** Task goal **
What you return must match the records below character for character, except that no picture appears.

[Data supplied Boundary: Start]

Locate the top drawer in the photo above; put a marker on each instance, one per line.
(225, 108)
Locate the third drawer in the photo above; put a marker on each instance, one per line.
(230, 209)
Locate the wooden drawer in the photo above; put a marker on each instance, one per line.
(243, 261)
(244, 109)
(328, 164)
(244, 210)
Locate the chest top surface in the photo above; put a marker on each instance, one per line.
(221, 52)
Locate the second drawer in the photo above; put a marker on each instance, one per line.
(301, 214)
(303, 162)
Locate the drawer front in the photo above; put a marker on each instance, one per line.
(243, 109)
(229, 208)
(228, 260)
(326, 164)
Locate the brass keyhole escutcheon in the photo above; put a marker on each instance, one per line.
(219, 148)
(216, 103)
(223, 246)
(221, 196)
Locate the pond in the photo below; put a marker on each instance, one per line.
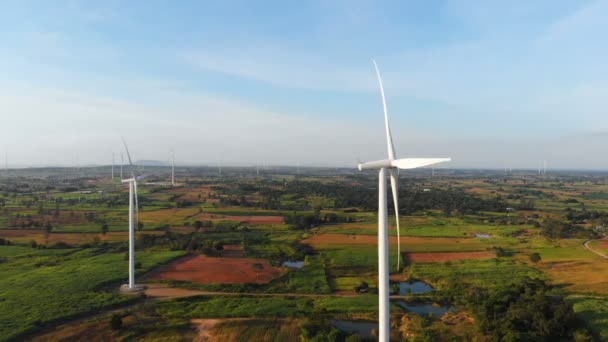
(424, 309)
(415, 287)
(294, 264)
(362, 328)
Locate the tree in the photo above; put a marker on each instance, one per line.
(535, 257)
(257, 267)
(116, 322)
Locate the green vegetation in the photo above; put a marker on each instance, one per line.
(42, 286)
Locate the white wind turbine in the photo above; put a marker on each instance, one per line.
(172, 168)
(392, 164)
(133, 221)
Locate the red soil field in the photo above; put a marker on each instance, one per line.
(342, 239)
(210, 270)
(246, 219)
(450, 256)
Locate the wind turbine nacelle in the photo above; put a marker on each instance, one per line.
(404, 164)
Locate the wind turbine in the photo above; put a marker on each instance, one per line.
(392, 165)
(133, 220)
(172, 168)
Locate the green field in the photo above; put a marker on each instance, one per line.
(42, 286)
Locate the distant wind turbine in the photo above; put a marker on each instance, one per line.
(172, 167)
(133, 221)
(392, 165)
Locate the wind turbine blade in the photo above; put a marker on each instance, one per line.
(413, 163)
(395, 190)
(129, 157)
(389, 137)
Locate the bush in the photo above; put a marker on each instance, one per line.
(535, 257)
(116, 322)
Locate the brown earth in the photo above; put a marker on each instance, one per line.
(342, 239)
(211, 270)
(245, 219)
(26, 235)
(450, 256)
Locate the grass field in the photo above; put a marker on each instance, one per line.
(594, 311)
(42, 286)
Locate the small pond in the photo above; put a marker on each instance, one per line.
(424, 309)
(363, 328)
(294, 264)
(416, 287)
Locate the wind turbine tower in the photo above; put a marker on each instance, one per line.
(172, 168)
(133, 220)
(391, 165)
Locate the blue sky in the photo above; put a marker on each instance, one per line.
(489, 83)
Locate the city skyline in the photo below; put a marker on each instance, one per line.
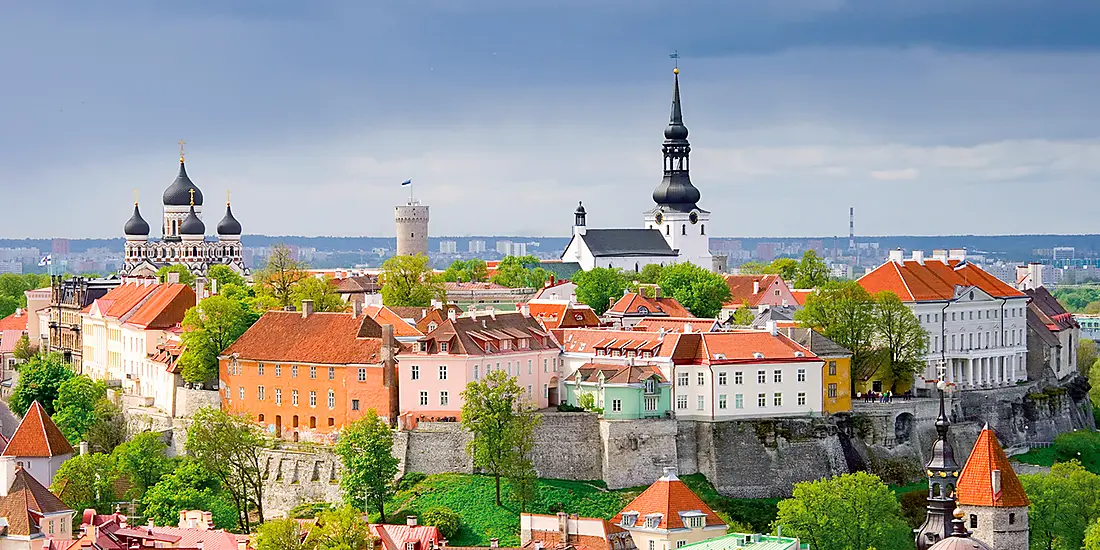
(312, 118)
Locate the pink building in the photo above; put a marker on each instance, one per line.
(436, 370)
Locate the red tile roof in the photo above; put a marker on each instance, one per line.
(14, 321)
(37, 436)
(976, 482)
(668, 496)
(933, 279)
(323, 338)
(636, 304)
(741, 286)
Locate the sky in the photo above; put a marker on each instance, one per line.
(928, 117)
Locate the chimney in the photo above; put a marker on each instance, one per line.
(389, 372)
(7, 474)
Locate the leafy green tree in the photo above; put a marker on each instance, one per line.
(281, 274)
(598, 286)
(849, 512)
(144, 460)
(1063, 504)
(700, 290)
(470, 271)
(517, 272)
(845, 314)
(495, 411)
(209, 328)
(75, 407)
(226, 275)
(185, 275)
(340, 529)
(901, 342)
(282, 534)
(1086, 355)
(40, 380)
(812, 271)
(189, 487)
(109, 430)
(24, 351)
(87, 481)
(366, 449)
(230, 448)
(321, 290)
(409, 281)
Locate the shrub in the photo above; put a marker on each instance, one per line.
(446, 519)
(410, 480)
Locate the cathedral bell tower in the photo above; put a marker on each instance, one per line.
(943, 473)
(677, 215)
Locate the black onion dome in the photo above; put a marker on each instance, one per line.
(179, 191)
(229, 226)
(191, 224)
(136, 224)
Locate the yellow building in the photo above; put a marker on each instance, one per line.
(668, 515)
(836, 372)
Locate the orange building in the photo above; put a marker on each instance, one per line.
(305, 375)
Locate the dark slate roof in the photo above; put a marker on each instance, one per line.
(627, 242)
(817, 343)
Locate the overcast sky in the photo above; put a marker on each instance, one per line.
(930, 117)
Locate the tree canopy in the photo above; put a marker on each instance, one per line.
(366, 449)
(849, 512)
(701, 290)
(409, 281)
(496, 413)
(598, 286)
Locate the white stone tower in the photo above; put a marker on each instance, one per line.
(992, 497)
(411, 220)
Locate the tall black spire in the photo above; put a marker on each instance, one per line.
(943, 474)
(675, 193)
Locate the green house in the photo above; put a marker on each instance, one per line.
(624, 392)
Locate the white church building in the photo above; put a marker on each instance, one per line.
(674, 230)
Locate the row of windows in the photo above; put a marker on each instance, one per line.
(777, 400)
(262, 395)
(777, 376)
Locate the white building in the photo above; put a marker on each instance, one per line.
(127, 329)
(976, 322)
(674, 230)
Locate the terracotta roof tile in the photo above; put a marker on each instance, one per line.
(37, 436)
(670, 497)
(323, 338)
(933, 279)
(976, 482)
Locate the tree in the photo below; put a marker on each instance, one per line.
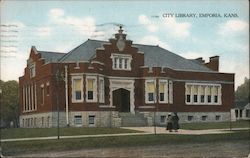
(9, 103)
(242, 92)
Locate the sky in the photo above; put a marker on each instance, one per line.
(189, 28)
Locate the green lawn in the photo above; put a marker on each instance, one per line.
(45, 132)
(15, 148)
(216, 125)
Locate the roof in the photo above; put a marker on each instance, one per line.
(154, 56)
(51, 56)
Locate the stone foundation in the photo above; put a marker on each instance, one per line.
(112, 119)
(187, 117)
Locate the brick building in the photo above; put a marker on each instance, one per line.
(110, 83)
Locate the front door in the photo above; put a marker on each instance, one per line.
(121, 99)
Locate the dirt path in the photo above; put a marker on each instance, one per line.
(218, 149)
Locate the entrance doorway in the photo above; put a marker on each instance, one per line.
(121, 99)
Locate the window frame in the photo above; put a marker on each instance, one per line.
(94, 89)
(121, 61)
(74, 100)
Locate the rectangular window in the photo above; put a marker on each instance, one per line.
(170, 88)
(125, 63)
(209, 98)
(236, 113)
(188, 99)
(202, 98)
(101, 90)
(247, 113)
(42, 94)
(240, 113)
(195, 98)
(204, 118)
(32, 70)
(47, 90)
(188, 94)
(91, 120)
(78, 119)
(77, 89)
(163, 91)
(90, 89)
(190, 118)
(150, 96)
(216, 99)
(217, 117)
(150, 90)
(120, 63)
(163, 119)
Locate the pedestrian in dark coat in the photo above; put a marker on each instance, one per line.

[Data supplied Boundary: End]

** Result for this exercise **
Locate the top drawer in the photo above; put a marker on each instance, one per line.
(225, 108)
Locate the third drawer in the photo above; put a marker on each instance, one per line.
(230, 209)
Locate the wooden drawer in the photo above; put a marker on each instance, one per line.
(243, 261)
(244, 109)
(328, 164)
(244, 210)
Locate the chest top surface in the photo above; put a marker on each instance, one per line.
(221, 52)
Locate the second drawer in the photo above; put a marker on each instance, one per line.
(301, 214)
(303, 162)
Locate the drawer front in the photo above; put a marker on each instance, one per line.
(243, 109)
(229, 208)
(228, 260)
(326, 164)
Locate the brass keyhole escutcheon in the photo above; put a marker on each instance, one per line.
(219, 148)
(216, 103)
(223, 246)
(221, 196)
Locate the pond in the photo below; put a marker on each instance, one per line.
(424, 309)
(415, 287)
(294, 264)
(362, 328)
Locate the tree in the photo above; put a marker on each instance, one per line.
(535, 257)
(257, 267)
(116, 322)
Locate the green vegetation in the photo above; put a marker on each instance, one per line.
(42, 286)
Locate the white wind turbine in the photo above; put a marker on each instance, one per line.
(172, 168)
(392, 164)
(133, 221)
Locate the red soil field in the photo above; put a marker on each instance, one per line.
(342, 239)
(210, 270)
(246, 219)
(450, 256)
Locate the wind turbine nacelle in the photo above; put a marker on each instance, one per line.
(404, 164)
Locate the wind turbine in the photo above; put a marker on each instance, one per line.
(392, 165)
(133, 220)
(172, 168)
Locate the green field in the photo above; put a marker on each instance, one per line.
(42, 286)
Locate the distant wind turbine in the photo above; put a marker on each instance, one per line.
(172, 167)
(133, 221)
(392, 165)
Locate the wind turbine blade in the photo above; put a marker on each instance, one per line.
(413, 163)
(395, 190)
(129, 157)
(389, 137)
Locate the bush in the photo above; put a marker on each instance, one per line.
(535, 257)
(116, 322)
Locate the brown earth in the photo above; put a marker on each instance, one per line.
(342, 239)
(211, 270)
(245, 219)
(26, 235)
(450, 256)
Locate the grass field in the photo above; put a marker on each instance, one per line.
(594, 311)
(42, 286)
Locate the small pond in the photo above; put a marker on each instance, one per line.
(424, 309)
(363, 328)
(294, 264)
(416, 287)
Locate the wind turbine tower in the photo above; put a marker on each instance, one per line.
(172, 168)
(133, 220)
(391, 165)
Locate the blue sky in the photo above; put a marker on each instance, one per line.
(489, 83)
Locate the city skyline in the photo below; put a marker on each instance, one per line.
(312, 118)
Locate the pink building in the photo above; put a marker on each instance, one per line.
(436, 370)
Locate the red tile roof in the photo above; put a marker on each instance, one per line.
(14, 321)
(37, 436)
(976, 482)
(668, 496)
(933, 279)
(323, 338)
(636, 304)
(741, 286)
Locate the sky in the photo above; put a marker on each instance, one per line.
(928, 117)
Locate the chimney in the photo above; put a marker on each instance, one per line.
(389, 372)
(7, 474)
Locate the leafy green tree in the photo above; put a marker on each instance, one per line.
(281, 274)
(598, 286)
(849, 512)
(144, 460)
(1063, 504)
(700, 290)
(470, 271)
(517, 272)
(845, 314)
(495, 411)
(209, 328)
(75, 407)
(226, 275)
(185, 275)
(340, 529)
(901, 342)
(282, 534)
(1086, 355)
(40, 380)
(812, 271)
(189, 487)
(109, 430)
(24, 351)
(87, 481)
(366, 449)
(230, 448)
(321, 290)
(409, 281)
Locate the shrub in the photo above; put a marker on each instance, one per line.
(446, 519)
(410, 480)
Locate the cathedral bell tower in the photo above; put a marker on each instance, one per line.
(943, 473)
(677, 215)
Locate the black onion dome in the photo above; put a marker on each instance, one per line.
(179, 191)
(229, 226)
(191, 224)
(136, 224)
Locate the yellow building in the photo above; put a marker on each instance, one per line.
(668, 515)
(836, 372)
Locate the orange building in the photo above; put a marker on each instance, one per line.
(305, 375)
Locate the dark slate roof in the photo above; put a marker on each instance, one per line.
(627, 242)
(817, 343)
Locate the overcast sky in the photo above; put a marker on each instance, one per line.
(930, 117)
Locate the tree canopy in the photo above; put a marker on each instance, one per line.
(366, 449)
(849, 512)
(701, 290)
(409, 281)
(496, 413)
(598, 286)
Locate the white stone tower in the photo above; put a marker on each instance, one per line.
(992, 497)
(411, 220)
Locate the tall black spire in the photo above; put a marker on each instance, one per line.
(943, 474)
(675, 193)
Locate the green house in the photo above; put a marker on each instance, one per line.
(624, 392)
Locate the white church building in the photo above; put a marker on each instance, one per line.
(674, 230)
Locate the row of windows in the photo above; put a marker on each instance, one per line.
(777, 400)
(262, 395)
(777, 376)
Locate the white building in the photo above; put a marker on each instance, one per line.
(127, 329)
(976, 322)
(674, 230)
Locate the terracotta roof tile in the photo above; put a marker on each instance, one per line.
(37, 436)
(670, 497)
(323, 338)
(933, 279)
(976, 482)
Locate the tree in the photo below; put a marker on each instance, one per line.
(9, 103)
(242, 92)
Locate the sky in the photo above; put a marker on each instance, one per line.
(189, 28)
Locate the green lawn in the photo above; put a marker on each instance, one per line.
(45, 132)
(15, 148)
(216, 125)
Locate the roof in the photo above; put a marker on each instance, one per line.
(154, 56)
(51, 56)
Locate the stone foundation in the photo above; put a marker on each instance, one per line.
(112, 119)
(187, 117)
Locate the brick building in the photo above; put a marker on each instance, one per line.
(110, 83)
Locate the front door in the photo above; put a marker on each instance, one per line.
(121, 99)
Locate the dirt path in the photo above; put a marker on each instance, one per line.
(218, 149)
Locate the entrance doorway in the photo above; put a marker on each instance, one per line.
(121, 99)
Locate the window frame in the photo above; put a marker on each instance, one per line.
(94, 89)
(121, 61)
(74, 100)
Locate the rectangular window in the photo above; put a marker on each instance, one per line.
(170, 88)
(125, 63)
(209, 98)
(236, 113)
(188, 99)
(202, 98)
(101, 90)
(247, 113)
(42, 94)
(240, 113)
(195, 98)
(204, 118)
(32, 70)
(47, 90)
(188, 94)
(91, 120)
(78, 119)
(77, 89)
(163, 91)
(90, 89)
(190, 118)
(150, 96)
(216, 99)
(217, 117)
(150, 90)
(120, 63)
(163, 119)
Locate the pedestrian in dark coat in the photo above; put a marker on each instance, one per line.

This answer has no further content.